AUFGABENSTELLUNG =>
Schreibe die Zeilen der folgenden Auflistung unverändert ab, und zwar von der Zeile mit „A point falls on each instance of the black ski“ bis zum Ende der Auflistung, beide Enden eingeschlossen.

GESPEICHERTE DATEN =>
------------
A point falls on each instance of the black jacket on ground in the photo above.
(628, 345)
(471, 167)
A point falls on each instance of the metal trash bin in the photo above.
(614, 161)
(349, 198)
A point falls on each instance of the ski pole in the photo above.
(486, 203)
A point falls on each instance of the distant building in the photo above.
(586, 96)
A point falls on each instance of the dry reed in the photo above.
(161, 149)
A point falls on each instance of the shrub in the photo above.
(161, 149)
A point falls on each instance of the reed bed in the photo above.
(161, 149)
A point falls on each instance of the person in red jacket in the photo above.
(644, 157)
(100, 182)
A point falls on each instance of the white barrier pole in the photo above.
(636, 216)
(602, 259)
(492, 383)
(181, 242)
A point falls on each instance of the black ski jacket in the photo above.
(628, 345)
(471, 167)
------------
ERGEBNIS =>
A point falls on each instance of the black ski jacket in the photo above.
(628, 345)
(471, 167)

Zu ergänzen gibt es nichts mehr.